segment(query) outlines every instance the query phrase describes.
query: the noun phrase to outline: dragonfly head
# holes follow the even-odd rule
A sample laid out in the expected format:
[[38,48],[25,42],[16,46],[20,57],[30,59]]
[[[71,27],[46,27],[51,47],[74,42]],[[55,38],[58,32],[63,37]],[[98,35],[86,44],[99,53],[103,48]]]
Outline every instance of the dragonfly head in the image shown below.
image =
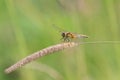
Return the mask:
[[87,35],[83,35],[83,34],[78,35],[78,37],[79,37],[79,38],[88,38]]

What you will do.
Please copy every entry above line for line, leaving the pictures out.

Result.
segment(query) outlines every instance the query phrase describes.
query: the noun phrase to outline: dragonfly head
# holes follow the even-odd rule
A sample laid out in the expected format:
[[38,48],[25,42],[16,46],[20,57],[30,59]]
[[[71,27],[46,27],[51,47],[74,42]],[[55,38],[58,32],[63,37]],[[98,35],[86,44],[99,53],[103,48]]]
Outline every instance of the dragonfly head in the image shown below.
image =
Return the mask:
[[87,35],[83,35],[83,34],[78,35],[78,37],[79,37],[79,38],[88,38]]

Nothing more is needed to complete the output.